> **EXERCISE DESCRIPTION**: Return, unchanged, the lines of the data that begin with the line containing "indicate the sandy" and run through the end of the data, including both.
==================================================
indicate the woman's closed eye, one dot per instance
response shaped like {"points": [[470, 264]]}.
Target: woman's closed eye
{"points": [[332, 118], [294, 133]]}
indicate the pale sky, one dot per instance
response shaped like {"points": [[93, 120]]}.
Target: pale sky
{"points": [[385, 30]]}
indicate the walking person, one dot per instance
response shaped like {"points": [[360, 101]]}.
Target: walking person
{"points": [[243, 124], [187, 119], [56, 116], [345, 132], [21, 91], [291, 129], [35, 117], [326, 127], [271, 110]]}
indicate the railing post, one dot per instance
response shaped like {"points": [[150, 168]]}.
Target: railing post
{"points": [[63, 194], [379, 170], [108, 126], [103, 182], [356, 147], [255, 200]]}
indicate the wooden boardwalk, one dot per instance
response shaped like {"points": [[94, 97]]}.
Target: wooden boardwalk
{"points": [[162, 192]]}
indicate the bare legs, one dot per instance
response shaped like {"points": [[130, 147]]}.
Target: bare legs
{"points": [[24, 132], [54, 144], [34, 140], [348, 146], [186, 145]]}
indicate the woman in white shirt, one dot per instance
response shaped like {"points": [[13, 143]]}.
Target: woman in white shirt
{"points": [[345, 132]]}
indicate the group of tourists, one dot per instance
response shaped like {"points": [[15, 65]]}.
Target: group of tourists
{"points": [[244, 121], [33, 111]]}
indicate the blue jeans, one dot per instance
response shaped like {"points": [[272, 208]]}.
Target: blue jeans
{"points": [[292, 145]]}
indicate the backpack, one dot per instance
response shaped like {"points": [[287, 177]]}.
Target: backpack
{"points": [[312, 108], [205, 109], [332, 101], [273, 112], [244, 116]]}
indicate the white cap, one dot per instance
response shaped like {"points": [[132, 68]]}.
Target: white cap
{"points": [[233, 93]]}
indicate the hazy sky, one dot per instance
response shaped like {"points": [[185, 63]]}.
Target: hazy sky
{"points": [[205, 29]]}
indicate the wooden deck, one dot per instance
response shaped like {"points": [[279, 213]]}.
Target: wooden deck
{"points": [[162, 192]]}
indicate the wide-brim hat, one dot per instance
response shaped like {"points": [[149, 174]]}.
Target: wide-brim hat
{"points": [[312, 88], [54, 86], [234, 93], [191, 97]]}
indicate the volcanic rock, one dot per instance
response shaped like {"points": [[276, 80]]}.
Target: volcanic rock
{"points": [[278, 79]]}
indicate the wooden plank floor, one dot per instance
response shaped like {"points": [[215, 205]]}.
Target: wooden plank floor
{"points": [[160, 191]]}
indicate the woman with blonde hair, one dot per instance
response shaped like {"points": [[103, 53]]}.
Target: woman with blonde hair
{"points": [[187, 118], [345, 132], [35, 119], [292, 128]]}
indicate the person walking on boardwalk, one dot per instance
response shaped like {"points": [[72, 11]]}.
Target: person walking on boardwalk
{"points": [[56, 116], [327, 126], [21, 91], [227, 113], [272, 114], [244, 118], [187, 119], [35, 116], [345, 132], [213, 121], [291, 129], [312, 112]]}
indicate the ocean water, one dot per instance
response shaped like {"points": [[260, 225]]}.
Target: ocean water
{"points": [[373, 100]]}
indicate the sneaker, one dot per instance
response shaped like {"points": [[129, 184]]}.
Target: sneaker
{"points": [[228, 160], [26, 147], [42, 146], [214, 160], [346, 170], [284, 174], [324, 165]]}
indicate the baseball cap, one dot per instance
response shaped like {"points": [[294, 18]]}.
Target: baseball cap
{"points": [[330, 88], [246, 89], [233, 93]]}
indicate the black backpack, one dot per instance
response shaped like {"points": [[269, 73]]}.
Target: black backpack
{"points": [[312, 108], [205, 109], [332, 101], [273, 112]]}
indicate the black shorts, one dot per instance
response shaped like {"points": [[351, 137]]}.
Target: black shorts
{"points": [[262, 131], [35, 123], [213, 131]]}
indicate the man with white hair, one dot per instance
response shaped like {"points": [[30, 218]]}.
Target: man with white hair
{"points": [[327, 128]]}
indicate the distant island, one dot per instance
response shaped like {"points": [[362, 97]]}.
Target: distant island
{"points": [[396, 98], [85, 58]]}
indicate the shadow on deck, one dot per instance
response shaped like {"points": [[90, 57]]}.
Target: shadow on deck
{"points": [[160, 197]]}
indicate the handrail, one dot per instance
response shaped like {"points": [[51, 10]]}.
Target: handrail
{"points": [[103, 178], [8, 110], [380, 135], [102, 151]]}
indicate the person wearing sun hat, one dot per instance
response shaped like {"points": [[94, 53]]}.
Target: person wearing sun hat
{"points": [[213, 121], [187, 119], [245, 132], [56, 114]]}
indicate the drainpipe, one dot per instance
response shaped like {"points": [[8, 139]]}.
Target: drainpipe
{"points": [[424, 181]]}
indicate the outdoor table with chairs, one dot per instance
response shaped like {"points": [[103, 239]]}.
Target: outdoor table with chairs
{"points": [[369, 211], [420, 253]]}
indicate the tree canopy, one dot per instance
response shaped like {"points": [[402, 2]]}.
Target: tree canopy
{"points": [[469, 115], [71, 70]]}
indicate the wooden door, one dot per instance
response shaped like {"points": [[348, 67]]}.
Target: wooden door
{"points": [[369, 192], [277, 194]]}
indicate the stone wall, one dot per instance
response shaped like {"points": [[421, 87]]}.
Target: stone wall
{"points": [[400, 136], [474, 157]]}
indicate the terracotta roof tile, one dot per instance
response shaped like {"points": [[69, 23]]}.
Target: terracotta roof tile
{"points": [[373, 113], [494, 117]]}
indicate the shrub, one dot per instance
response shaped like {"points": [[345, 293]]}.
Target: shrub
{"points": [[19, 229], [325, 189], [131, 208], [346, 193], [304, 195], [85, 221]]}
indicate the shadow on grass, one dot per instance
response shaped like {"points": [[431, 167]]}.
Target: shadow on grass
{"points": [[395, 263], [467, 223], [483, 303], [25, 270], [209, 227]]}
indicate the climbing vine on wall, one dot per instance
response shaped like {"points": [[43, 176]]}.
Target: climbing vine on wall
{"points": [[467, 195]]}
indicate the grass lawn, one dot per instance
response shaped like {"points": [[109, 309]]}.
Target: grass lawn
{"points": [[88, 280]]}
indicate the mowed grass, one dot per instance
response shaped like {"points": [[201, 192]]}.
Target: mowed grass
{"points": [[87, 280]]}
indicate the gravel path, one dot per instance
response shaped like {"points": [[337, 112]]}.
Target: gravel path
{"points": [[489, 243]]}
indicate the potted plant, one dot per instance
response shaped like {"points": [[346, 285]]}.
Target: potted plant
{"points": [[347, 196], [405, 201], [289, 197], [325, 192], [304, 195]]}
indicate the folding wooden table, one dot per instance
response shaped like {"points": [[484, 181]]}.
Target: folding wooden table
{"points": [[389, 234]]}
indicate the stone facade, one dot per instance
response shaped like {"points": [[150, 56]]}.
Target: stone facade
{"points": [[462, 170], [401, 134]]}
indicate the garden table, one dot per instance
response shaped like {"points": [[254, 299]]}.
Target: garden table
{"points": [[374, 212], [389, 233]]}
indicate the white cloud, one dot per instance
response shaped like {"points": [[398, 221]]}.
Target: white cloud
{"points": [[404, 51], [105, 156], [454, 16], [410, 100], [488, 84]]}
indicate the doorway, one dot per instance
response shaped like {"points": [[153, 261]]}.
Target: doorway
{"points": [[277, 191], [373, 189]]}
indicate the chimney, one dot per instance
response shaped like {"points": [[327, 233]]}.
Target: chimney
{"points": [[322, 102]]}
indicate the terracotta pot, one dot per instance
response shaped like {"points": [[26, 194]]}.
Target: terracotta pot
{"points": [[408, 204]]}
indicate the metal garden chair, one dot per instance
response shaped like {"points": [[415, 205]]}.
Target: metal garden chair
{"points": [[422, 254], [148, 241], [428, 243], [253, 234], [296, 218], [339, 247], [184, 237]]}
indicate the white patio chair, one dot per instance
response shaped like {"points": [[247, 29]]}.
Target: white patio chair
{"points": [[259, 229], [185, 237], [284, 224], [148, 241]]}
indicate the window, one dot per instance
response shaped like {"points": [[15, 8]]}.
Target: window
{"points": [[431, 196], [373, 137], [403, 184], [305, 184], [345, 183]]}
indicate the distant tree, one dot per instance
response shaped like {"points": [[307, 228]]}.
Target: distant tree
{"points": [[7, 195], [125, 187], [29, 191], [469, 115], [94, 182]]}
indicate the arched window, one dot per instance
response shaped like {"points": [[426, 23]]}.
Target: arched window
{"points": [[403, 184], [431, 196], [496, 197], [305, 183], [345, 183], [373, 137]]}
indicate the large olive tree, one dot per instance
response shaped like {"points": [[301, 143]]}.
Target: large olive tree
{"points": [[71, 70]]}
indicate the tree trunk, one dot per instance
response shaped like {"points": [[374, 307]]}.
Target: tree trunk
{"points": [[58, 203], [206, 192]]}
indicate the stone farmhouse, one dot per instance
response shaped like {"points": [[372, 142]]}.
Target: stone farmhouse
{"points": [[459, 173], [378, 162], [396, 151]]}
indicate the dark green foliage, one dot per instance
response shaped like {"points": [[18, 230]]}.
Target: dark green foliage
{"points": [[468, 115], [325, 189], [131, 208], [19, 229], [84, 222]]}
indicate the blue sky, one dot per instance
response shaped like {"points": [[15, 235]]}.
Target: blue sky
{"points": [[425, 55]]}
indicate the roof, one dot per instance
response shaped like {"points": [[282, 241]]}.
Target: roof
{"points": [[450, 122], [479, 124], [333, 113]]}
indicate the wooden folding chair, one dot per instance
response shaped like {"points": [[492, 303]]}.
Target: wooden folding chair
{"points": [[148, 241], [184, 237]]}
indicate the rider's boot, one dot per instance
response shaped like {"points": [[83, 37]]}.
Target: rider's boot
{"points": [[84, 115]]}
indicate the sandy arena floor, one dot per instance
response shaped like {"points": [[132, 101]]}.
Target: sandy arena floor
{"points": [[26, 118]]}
==================================================
> **EXERCISE RESULT**:
indicate the sandy arena floor, one dot per instance
response shaped like {"points": [[132, 101]]}.
Target: sandy arena floor
{"points": [[26, 118]]}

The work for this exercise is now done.